## QUOTED PASSAGE
===============
Gov’t Researcher Responds to Wine Contamination Allegations

August 14, 2012

China is greatly concerned about pesticide residue levels in wines and other food products, a government researcher said Monday.

Yan Weixing, a researcher with the China National Center for Food Safety Risk Assessment, said pesticide residue, which he believed was unavoidable in a modernized world, would pose no threat to humans if it is controlled within the normal range and its risks are fully gauged before use.

Yan also pledged that the health authorities would tighten supervision over pesticides when he was asked to respond to an alleged wine contamination case during a Health Ministry press conference.

The Securities Market Weekly, a Chinese financial magazine, carried a report on Aug. 9 saying that 10 wine products from three Chinese wine makers were sample tested and found to contain excessive levels of pesticide residues carbendazim and metalaxyl.

High doses of carbendazim, a widely-used fungicide, could cause infertility issues and could possibly lead to liver cancer, according to the magazine.

Following the report, the board of directors of Changyu, a leading Chinese wine maker whose products were listed among the samples, issued a statement on its official website on Aug. 11, saying all its products were up to national standards.
===============
## LISTED RECORDS
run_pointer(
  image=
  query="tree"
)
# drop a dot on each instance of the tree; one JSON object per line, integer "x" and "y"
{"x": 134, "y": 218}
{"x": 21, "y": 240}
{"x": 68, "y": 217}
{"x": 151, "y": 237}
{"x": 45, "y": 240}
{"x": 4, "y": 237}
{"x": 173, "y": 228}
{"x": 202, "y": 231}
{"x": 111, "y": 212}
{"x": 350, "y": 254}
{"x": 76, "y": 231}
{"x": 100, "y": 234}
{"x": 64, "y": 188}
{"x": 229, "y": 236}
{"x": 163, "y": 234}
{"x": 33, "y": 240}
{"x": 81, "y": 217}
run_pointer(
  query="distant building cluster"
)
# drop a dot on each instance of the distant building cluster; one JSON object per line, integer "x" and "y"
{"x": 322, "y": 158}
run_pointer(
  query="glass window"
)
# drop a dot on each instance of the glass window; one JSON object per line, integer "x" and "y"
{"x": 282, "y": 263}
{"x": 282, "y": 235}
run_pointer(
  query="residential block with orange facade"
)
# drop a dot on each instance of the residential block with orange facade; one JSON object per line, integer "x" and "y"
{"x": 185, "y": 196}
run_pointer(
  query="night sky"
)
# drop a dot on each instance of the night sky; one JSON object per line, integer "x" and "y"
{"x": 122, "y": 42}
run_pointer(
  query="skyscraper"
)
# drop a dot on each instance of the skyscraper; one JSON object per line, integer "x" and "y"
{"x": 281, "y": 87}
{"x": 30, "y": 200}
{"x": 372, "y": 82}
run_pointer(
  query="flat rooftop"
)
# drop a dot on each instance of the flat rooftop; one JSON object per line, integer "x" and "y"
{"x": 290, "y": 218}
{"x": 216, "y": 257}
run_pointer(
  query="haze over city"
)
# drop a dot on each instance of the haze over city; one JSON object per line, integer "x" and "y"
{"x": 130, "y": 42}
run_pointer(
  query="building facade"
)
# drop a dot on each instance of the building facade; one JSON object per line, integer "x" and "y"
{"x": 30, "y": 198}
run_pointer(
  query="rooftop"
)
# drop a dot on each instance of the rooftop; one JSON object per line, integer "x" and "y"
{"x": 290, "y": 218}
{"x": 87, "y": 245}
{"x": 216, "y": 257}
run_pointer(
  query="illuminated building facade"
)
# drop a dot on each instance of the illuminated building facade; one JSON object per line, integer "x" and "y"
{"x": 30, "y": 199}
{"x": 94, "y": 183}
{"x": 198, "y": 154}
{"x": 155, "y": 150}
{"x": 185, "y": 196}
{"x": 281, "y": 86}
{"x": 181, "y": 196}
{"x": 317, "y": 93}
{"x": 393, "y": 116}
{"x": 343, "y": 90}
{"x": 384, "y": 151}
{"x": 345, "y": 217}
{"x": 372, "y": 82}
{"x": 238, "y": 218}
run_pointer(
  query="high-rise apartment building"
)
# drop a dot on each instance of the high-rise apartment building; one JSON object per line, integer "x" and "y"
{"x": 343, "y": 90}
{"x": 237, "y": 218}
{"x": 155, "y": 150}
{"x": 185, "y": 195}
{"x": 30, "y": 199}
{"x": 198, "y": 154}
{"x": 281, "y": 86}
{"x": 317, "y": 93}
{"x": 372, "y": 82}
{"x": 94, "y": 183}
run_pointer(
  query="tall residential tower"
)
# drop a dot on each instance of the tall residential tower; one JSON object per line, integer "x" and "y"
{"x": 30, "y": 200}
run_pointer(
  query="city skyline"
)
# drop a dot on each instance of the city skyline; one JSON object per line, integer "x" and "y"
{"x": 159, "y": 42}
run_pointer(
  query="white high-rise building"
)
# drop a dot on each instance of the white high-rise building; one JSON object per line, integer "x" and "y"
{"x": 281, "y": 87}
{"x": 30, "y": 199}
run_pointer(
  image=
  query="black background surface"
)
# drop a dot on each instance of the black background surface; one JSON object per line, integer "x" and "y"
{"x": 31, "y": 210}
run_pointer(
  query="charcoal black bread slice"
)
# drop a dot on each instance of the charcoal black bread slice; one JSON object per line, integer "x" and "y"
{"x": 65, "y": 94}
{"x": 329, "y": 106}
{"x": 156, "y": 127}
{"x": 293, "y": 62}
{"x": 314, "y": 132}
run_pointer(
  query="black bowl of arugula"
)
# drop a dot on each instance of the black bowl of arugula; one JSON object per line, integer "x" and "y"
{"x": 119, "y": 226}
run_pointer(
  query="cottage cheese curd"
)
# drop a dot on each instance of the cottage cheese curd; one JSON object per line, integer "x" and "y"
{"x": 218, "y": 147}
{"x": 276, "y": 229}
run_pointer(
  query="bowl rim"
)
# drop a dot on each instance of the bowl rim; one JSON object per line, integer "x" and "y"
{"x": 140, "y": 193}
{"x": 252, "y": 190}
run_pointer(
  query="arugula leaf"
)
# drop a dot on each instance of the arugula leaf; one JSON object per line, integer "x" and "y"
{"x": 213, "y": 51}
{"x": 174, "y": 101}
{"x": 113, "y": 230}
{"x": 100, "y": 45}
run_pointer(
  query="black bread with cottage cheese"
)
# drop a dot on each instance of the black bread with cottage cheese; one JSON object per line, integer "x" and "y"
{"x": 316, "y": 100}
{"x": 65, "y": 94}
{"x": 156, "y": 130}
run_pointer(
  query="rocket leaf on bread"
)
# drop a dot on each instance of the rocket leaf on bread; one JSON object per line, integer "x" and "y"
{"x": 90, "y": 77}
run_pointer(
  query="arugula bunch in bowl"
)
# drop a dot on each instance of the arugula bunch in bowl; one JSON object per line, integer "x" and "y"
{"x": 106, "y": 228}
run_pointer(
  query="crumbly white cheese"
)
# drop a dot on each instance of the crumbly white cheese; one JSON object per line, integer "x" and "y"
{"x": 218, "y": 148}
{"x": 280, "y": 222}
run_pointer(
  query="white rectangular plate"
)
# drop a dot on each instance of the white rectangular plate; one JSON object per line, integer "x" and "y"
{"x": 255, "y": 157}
===============
## WORK INSTRUCTIONS
a. Return the passage of the wine contamination article starting with "Yan also pledged" and going on through "carbendazim and metalaxyl.", copied word for word.
b. In one to three sentences, explain why the wine contamination article treats excessive carbendazim as a concern, according to the magazine it cites.
c. Extend the news article on pesticide residue in Chinese wines, picking up right after its final sentence.

## ANSWERS BELOW
a.
Yan also pledged that the health authorities would tighten supervision over pesticides when he was asked to respond to an alleged wine contamination case during a Health Ministry press conference.

The Securities Market Weekly, a Chinese financial magazine, carried a report on Aug. 9 saying that 10 wine products from three Chinese wine makers were sample tested and found to contain excessive levels of pesticide residues carbendazim and metalaxyl.

b. The magazine says carbendazim is a widely used fungicide whose high doses could cause infertility issues. It adds that such doses could possibly lead to liver cancer.

c.
Song Quanhou, deputy head of the China National Research Institute of Food & Fermentation Industries, who signed the sample test report, told the media on Aug. 11 that the samples could not be identified as Changyu products and no past record has shown that the company’s products were contaminated by pesticides.

According to the results of the sample test, the amount of carbendazim contained in the wine samples ranged from 0.00157mg/kg to 0.01942 mg/kg, below the maximum pesticide residue limits set by the EU and China, which are set at 0.5 mg/kg and 3mg/kg, respectively. The amount of metalaxyl in the wine samples ranged from 0.00211mg/kg to 0.01414 mg/kg, below the maximum pesticide residue limits in the EU and China, which are both set at 1 mg/kg.